■ TEXT PASSAGE:
•••

Understand "photograph [an open door]" as photographing.
The second line is more specific than the first, so Inform takes these grammar lines the other way around: it checks for "open door" before it checks for "door". That didn't matter here, since both lines came out with the same result (the action of photographing), but it matters very much in the next example:
Understand "employ [a door]" as opening.
Understand "employ [an open door]" as entering.
More subtle is a line already seen:
Understand "on/in/inside" or "on top of" as "[within]".
Here Inform puts "on top of" before "on/in/inside", since otherwise only the "on" of "on top of" will be recognised.
Mistakes always take precedence over non-mistakes: this is intended to make sure that
Understand "take umbrage" as a mistake ("Nobody takes umbrage in this story, mister.").
will take precedence over
Understand "take [something]" as taking.
even if there is, in fact, a character called Mr Nimbus Umbrage so that the command could conceivably make sense.

•••

■ TASKS TO COMPLETE:
1. Retype the stretch of the Inform grammar passage from "Here Inform puts" through "conceivably make sense.".
2. According to the Inform grammar passage, what always takes precedence over non-mistakes?
3. Say whether each statement agrees with the Inform grammar passage, answering yes or no and quoting the words that decide it.
(a) Inform checks for "open door" before it checks for "door".
(b) Non-mistakes take precedence over mistakes.
(c) The two photographing lines produced different results.
The rows that follow are separate material, unrelated to the passage above.

Point annotation dataset rows
•••

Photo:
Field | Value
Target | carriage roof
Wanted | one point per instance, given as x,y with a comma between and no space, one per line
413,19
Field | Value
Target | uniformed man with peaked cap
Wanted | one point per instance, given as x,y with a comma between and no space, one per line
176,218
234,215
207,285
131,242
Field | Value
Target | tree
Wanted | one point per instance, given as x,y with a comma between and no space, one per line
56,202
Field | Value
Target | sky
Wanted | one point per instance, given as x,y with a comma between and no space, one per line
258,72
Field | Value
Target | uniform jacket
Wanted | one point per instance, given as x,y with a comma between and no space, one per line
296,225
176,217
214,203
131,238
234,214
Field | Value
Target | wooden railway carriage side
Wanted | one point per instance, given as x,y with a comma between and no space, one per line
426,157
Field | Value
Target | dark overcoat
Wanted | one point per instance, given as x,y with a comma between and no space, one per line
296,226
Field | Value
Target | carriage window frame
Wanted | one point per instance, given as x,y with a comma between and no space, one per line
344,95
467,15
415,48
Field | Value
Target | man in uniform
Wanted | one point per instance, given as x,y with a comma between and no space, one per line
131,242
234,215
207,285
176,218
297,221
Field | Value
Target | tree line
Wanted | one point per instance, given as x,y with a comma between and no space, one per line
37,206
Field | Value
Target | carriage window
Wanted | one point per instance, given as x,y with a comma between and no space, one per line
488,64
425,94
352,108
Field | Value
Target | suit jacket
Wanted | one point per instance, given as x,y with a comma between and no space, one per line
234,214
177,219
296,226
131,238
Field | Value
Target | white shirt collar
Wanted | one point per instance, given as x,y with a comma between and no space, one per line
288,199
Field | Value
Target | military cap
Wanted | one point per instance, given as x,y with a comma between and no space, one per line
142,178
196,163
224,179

•••

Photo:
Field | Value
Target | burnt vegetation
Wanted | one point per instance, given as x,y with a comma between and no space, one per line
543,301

•••

■ COMPLETED EXERCISE:
1.
Here Inform puts "on top of" before "on/in/inside", since otherwise only the "on" of "on top of" will be recognised.
Mistakes always take precedence over non-mistakes: this is intended to make sure that
Understand "take umbrage" as a mistake ("Nobody takes umbrage in this story, mister.").
will take precedence over
Understand "take [something]" as taking.
even if there is, in fact, a character called Mr Nimbus Umbrage so that the command could conceivably make sense.

2. Mistakes.

3.
(a) Yes: "it checks for "open door" before it checks for "door""
(b) No: "Mistakes always take precedence over non-mistakes"
(c) No: "both lines came out with the same result"